Could you repeat all of the entries below, character for character?

- DATA FOR ANALYSIS

══════════

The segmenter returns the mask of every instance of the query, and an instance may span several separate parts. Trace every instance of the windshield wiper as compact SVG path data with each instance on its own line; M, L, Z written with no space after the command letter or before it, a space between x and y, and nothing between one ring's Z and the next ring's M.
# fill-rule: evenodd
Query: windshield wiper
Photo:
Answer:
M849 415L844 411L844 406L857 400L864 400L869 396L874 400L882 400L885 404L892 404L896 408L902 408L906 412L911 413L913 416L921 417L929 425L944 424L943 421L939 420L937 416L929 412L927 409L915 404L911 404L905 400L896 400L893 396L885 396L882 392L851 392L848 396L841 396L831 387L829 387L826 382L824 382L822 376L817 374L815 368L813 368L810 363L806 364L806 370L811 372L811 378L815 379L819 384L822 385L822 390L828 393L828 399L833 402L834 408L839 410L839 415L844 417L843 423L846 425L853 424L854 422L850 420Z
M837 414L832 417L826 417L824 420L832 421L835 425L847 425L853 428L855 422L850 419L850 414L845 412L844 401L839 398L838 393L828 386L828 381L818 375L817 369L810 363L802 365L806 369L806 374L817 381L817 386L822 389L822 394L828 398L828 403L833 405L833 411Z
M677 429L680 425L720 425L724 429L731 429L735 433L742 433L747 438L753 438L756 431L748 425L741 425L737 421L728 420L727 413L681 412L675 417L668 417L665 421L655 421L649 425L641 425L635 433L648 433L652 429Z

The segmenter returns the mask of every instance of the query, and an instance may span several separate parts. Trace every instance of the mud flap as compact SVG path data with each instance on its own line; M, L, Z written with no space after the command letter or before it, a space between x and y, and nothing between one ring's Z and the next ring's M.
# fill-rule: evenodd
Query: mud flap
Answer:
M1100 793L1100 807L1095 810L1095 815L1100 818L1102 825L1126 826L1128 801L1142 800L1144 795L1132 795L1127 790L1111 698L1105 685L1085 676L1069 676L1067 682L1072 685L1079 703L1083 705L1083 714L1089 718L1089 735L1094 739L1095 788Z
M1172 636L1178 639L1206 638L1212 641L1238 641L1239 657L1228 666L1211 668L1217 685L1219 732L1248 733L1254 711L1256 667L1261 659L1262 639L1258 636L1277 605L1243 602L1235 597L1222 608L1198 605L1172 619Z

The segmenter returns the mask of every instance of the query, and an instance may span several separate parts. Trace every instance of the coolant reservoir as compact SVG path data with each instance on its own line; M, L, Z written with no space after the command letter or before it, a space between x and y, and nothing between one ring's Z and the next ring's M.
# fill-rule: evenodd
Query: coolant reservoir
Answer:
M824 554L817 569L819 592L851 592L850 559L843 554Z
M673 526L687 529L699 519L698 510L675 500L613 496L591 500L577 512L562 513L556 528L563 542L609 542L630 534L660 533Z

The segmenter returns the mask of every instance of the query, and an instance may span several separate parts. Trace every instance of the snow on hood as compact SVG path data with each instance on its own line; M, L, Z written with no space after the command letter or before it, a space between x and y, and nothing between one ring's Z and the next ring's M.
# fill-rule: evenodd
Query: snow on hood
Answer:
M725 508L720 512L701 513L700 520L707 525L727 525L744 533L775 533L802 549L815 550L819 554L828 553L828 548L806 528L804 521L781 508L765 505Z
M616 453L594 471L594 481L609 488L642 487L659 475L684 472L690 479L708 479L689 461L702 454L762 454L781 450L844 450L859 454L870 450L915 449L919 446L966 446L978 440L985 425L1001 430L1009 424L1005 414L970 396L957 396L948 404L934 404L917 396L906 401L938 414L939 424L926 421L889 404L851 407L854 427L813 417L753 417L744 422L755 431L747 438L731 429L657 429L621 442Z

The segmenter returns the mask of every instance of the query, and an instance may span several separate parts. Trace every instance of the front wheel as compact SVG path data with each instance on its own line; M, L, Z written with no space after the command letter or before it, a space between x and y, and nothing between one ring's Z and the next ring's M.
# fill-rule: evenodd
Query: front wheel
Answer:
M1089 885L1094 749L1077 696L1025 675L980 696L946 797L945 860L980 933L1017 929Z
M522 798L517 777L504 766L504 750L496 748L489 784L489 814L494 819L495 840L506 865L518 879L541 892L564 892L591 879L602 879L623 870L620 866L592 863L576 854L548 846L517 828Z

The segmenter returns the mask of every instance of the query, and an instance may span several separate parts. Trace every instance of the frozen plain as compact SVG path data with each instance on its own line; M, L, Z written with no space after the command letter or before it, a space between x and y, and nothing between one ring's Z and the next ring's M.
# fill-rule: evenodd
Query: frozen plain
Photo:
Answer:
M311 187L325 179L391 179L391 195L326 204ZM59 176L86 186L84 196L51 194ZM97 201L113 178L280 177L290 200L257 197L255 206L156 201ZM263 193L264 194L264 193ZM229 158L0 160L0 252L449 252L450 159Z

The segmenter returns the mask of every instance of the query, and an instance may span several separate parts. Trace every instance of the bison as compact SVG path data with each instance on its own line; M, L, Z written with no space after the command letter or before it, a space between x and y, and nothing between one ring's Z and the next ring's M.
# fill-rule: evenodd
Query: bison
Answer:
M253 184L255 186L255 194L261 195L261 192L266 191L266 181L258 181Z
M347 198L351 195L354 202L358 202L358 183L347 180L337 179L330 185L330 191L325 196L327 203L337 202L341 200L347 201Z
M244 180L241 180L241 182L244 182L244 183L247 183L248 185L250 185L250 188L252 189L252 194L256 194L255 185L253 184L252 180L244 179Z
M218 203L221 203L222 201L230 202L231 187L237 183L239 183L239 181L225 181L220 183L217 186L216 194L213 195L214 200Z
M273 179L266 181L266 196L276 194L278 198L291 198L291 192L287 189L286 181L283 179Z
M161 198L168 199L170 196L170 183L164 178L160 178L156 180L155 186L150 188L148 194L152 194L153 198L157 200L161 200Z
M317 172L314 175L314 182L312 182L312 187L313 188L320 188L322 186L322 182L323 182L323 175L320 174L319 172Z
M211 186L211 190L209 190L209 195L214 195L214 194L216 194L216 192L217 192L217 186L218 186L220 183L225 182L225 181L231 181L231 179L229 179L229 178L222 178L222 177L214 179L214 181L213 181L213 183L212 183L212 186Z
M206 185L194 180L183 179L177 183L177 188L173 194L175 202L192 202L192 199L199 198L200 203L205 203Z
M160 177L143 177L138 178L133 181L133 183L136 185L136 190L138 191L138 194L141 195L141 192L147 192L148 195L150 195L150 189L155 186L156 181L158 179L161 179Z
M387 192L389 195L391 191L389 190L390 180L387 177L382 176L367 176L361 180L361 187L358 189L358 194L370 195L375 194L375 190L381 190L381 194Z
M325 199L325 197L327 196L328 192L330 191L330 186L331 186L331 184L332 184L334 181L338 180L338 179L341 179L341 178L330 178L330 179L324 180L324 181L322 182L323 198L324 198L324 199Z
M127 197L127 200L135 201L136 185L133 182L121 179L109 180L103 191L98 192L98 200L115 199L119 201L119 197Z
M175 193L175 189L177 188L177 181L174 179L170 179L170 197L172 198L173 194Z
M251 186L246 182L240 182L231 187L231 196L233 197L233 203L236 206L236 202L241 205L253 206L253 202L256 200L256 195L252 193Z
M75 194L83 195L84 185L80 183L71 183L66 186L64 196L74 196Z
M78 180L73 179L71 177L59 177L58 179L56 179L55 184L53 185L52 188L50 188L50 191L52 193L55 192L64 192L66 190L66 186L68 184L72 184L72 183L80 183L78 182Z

══════════

- SOLUTION TO THIS EXERCISE
The segmenter returns the mask of every instance of the query, and an instance may span several separate parts. Trace every instance of the windshield wiper as compact SVG path data with each instance on its own line; M, L, Z written with no space after the command letter or before it, a space between x and y, and nothing between one ring's Z and the next ring's M.
# fill-rule: evenodd
Query: windshield wiper
Photo:
Answer:
M849 415L844 411L844 406L857 400L864 400L869 396L874 400L882 400L885 404L892 404L896 408L902 408L906 412L911 413L913 416L921 417L929 425L944 424L943 421L939 420L937 416L929 412L927 409L915 404L911 404L905 400L896 400L893 396L885 396L882 392L851 392L848 396L841 396L831 387L829 387L826 382L824 382L822 376L817 374L815 368L813 368L810 363L806 364L806 370L811 372L811 378L815 379L819 384L822 385L822 390L828 393L828 399L833 402L834 408L839 410L839 415L844 417L843 423L846 425L853 424L854 422L850 420Z
M837 414L832 417L826 417L824 420L832 421L835 425L847 425L853 428L855 422L850 419L850 414L845 412L844 401L839 398L838 393L828 386L828 381L818 375L817 369L810 363L802 365L806 369L806 374L817 381L817 386L822 389L822 394L828 398L828 403L833 405L833 411Z
M677 429L680 425L720 425L724 429L731 429L735 433L742 433L747 438L753 438L756 431L748 425L741 425L737 421L728 420L727 413L681 412L675 417L668 417L665 421L655 421L649 425L641 425L635 433L648 433L652 429Z

The segmenter returns the mask of every instance of the query, and an instance may span several separate parts. Trace every instance of the mud flap as compact SVG path data with each instance on its own line; M, L, Z written with no space after the command letter or before it, a space between x and y, and nothing between one ring's Z and the next ring's M.
# fill-rule: evenodd
Query: mud flap
Answer:
M1100 793L1100 807L1095 810L1095 815L1100 818L1102 825L1126 826L1128 801L1142 800L1144 795L1132 795L1127 790L1111 698L1105 685L1085 676L1069 676L1067 682L1072 685L1079 703L1083 705L1083 714L1089 718L1089 735L1094 739L1095 788Z
M1172 636L1178 639L1206 638L1212 641L1238 641L1239 657L1228 666L1211 668L1217 685L1219 732L1248 733L1254 711L1256 667L1261 659L1262 639L1258 636L1277 605L1243 602L1235 597L1222 608L1198 605L1172 619Z

The segmenter returns the mask of every instance of the query, and an instance may span several separate parts. Trace every instance of the coolant reservoir as compact SVG path data with each instance on its own line; M, L, Z written with no space after the command letter or before it, a space between x and y, and nothing between one ring's Z and the next ring's M.
# fill-rule: evenodd
Query: coolant reservoir
Answer:
M824 554L817 569L819 592L851 592L850 559L843 554Z
M673 526L687 529L699 519L698 510L675 500L613 496L591 500L577 512L562 513L556 528L563 542L609 542L630 534L660 533Z

The segmenter returns the mask of every instance of the query, and an instance may span several separate parts. Trace every instance of the snow on hood as compact SVG path data with each instance on its own line; M, L, Z written with no space after the command letter or before it, a space between x and y, and nothing between one ring's Z and the next ring's M.
# fill-rule: evenodd
Query: snow on hood
Answer:
M725 508L720 512L701 513L700 520L707 525L727 525L744 533L775 533L802 549L815 550L819 554L828 553L828 548L806 528L804 521L781 508L765 505Z
M616 453L594 471L594 481L609 488L642 487L659 475L684 472L690 479L708 479L689 461L702 454L762 454L781 450L844 450L859 454L870 450L915 449L919 446L966 446L978 440L985 425L1001 430L1009 424L1005 414L970 396L957 396L948 404L934 404L917 396L906 401L938 414L939 424L926 421L889 404L851 407L854 427L813 417L753 417L744 422L755 431L747 438L731 429L657 429L621 442Z

The segmenter returns the mask of every instance of the query, and an instance may span several separate parts. Trace every instance of the front wheel as compact SVG path data with each instance on its own line; M, L, Z written with no space after the command letter or before it, a space between x and y, and nothing between one ring's Z and the next ring's M.
# fill-rule: evenodd
Query: front wheel
Answer:
M1089 885L1094 749L1077 696L1025 675L980 696L946 797L945 860L980 933L1017 929Z
M522 798L517 777L504 766L504 750L496 748L489 784L489 814L494 819L495 840L506 865L518 879L541 892L564 892L591 879L602 879L623 870L620 866L592 863L576 854L548 846L517 828Z

The segmenter returns the mask of every instance of the query, and an instance may span several separate parts. Trace every instance of the frozen plain as compact SVG path data with each instance on its own line; M, L, Z written with no space after the command letter or before it, a space between x and y, and nothing between one ring's Z and the next ring's M.
# fill-rule: evenodd
Query: frozen plain
Photo:
Answer:
M311 187L325 179L391 179L391 195L326 204ZM59 176L86 186L84 196L51 194ZM97 201L113 178L280 177L290 200L257 197L255 206L156 201ZM263 193L264 194L264 193ZM229 158L0 160L0 252L449 252L450 159Z

The segmenter returns the mask of every instance of the query, and an instance may span several separate parts. Trace every instance of the bison as compact SVG path data with each instance on its own line; M, L, Z written with no space after the command letter or before it, a space between x and y, and nothing between one ring's Z and the next ring's M.
# fill-rule: evenodd
Query: bison
Answer:
M253 184L255 186L255 194L261 195L261 192L266 191L266 181L258 181Z
M347 198L351 195L354 202L358 202L358 183L347 180L337 179L330 185L330 191L325 196L327 203L337 202L341 200L347 201Z
M244 180L241 180L241 182L244 182L244 183L247 183L248 185L250 185L250 188L252 189L252 194L256 194L255 185L253 184L252 180L244 179Z
M218 203L221 203L222 201L230 202L231 187L237 183L239 183L239 181L225 181L220 183L217 186L216 194L213 195L214 200Z
M273 179L266 181L266 196L276 194L278 198L291 198L291 192L287 189L286 181L283 179Z
M161 198L168 199L170 196L170 183L164 178L160 178L156 180L155 186L150 188L148 194L152 194L153 198L157 200L161 200Z
M317 172L314 175L314 182L312 182L312 187L313 188L320 188L322 186L322 182L323 182L323 175L320 174L319 172Z
M211 186L211 190L209 190L209 195L214 195L214 194L216 194L216 192L217 192L217 186L218 186L220 183L225 182L225 181L231 181L231 179L229 179L229 178L222 178L222 177L214 179L214 181L213 181L213 183L212 183L212 186Z
M206 185L194 180L183 179L177 183L177 188L173 194L175 202L192 202L192 199L199 198L200 203L205 203Z
M160 177L143 177L138 178L133 181L133 183L136 185L136 190L138 191L138 194L141 195L141 192L147 192L148 195L150 195L150 189L155 186L156 181L158 179L161 179Z
M387 192L389 195L391 191L389 190L390 180L387 177L382 176L367 176L361 180L361 187L358 189L358 194L370 195L375 194L375 190L381 190L381 194Z
M325 199L325 197L327 196L328 192L330 191L330 186L331 186L331 184L332 184L334 181L338 180L338 179L341 179L341 178L330 178L330 179L324 180L324 181L322 182L323 198L324 198L324 199Z
M127 197L127 200L135 201L136 185L133 182L121 179L109 180L103 191L98 192L98 200L115 199L119 201L119 197Z
M175 193L175 189L177 188L177 181L174 179L170 179L170 197L172 198L173 194Z
M251 186L246 182L240 182L231 187L231 196L233 197L233 203L236 206L236 202L241 205L253 206L253 202L256 200L256 195L252 193Z
M75 194L83 195L84 185L80 183L71 183L66 186L64 196L74 196Z
M78 180L73 179L71 177L59 177L58 179L56 179L55 184L53 185L52 188L50 188L50 191L52 193L55 192L64 192L66 190L66 186L68 184L72 184L72 183L80 183L78 182Z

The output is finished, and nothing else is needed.